* [Questions on the material]:
1. Which main exhibits does the Nausicaa aquarium passage list for the period before the 2018 expansion?
2. Go on with the Nausicaa aquarium passage, picking up after its final sentence.

* [Selected excerpt]:

————————

Until the 2018 expansion, the exhibit area was about 5000 m2, and included the following main exhibits:

- Shark Aquarium
- Tropical Lagoon
- Sea Lion Reserve
- Tactile Pool
- World Ocean
- Submerged Forest
- Penguin Beach

With "The High Sea" expansion that opened in 2018, the exhibit area tripled in size. "The High Sea" is centered on the huge 10000000 L tank for large pelagic fish such as manta rays. The pelagic tank measures about 60 × 35 × 8 m, has an 18 m long shark tunnel and a 20x5 m viewing window.

==Animal medicine==

In October 2008, Nausicaa worked with a veterinary surgeon who specialises in sharks for the first successful surgery on a grey nurse shark. On 14 November 2008, Nausicaa was awarded first prize for medical training in the care of sea lions at the IMATA (International Marine Animal Trainers Association) annual conference, which took place in Cancun, Mexico.

————————

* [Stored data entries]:
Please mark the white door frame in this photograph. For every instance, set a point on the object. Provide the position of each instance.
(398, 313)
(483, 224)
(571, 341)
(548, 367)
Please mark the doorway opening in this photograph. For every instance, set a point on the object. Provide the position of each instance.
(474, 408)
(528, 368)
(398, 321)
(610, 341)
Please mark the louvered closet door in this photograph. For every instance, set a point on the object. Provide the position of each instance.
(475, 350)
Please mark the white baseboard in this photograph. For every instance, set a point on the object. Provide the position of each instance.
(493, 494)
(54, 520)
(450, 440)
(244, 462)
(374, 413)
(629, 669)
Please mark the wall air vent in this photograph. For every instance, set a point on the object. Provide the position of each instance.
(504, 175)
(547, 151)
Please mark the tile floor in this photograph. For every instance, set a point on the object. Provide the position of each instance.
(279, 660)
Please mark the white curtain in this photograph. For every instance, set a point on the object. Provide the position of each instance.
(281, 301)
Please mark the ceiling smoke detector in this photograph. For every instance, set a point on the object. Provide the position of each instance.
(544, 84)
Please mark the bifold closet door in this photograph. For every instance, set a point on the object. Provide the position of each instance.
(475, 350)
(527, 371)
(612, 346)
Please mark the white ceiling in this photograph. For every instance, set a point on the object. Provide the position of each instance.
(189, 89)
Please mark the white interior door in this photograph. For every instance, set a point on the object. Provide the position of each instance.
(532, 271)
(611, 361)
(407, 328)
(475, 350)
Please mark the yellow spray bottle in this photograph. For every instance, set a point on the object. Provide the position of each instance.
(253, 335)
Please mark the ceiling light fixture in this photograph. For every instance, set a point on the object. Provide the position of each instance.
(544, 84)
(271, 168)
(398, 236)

————————

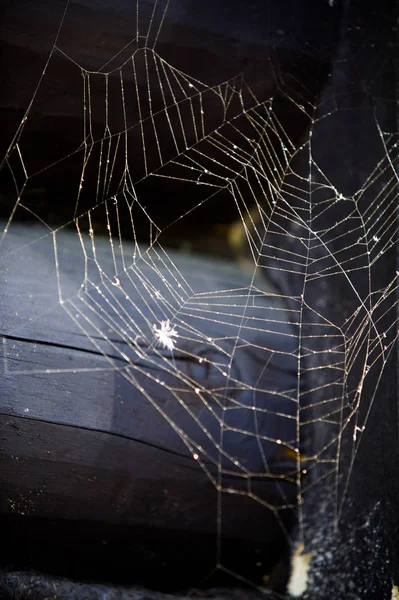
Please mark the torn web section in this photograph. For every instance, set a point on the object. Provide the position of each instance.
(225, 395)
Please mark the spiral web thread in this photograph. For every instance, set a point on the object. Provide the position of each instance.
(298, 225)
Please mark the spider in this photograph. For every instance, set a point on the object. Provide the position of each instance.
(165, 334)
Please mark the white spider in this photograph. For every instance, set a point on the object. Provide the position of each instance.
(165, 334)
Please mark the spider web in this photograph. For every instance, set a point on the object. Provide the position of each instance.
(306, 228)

————————

* [Activity answers]:
1.
- Shark Aquarium
- Tropical Lagoon
- Sea Lion Reserve
- Tactile Pool
- World Ocean
- Submerged Forest
- Penguin Beach

2.
==Conservation==

The aquarium is part of the European “Mr Goodfish” campaign (launched in France in 2010) in association with the Acquario di Genova in Italy and the Aquarium Finisterrae in Spain, under the aegis of the World Ocean Network. This project tries to encourage people to take an active part in preserving marine resources.

Several books have been published by the aquarium, including “Secrets des abysses” by Christine Causse and Philippe Vallette published by Fleurus, and “Madagascar, L’ile Océan” by Christine Causse and Philippe Vallette, photographs by Alexis Rosenfeld, published by Autrement.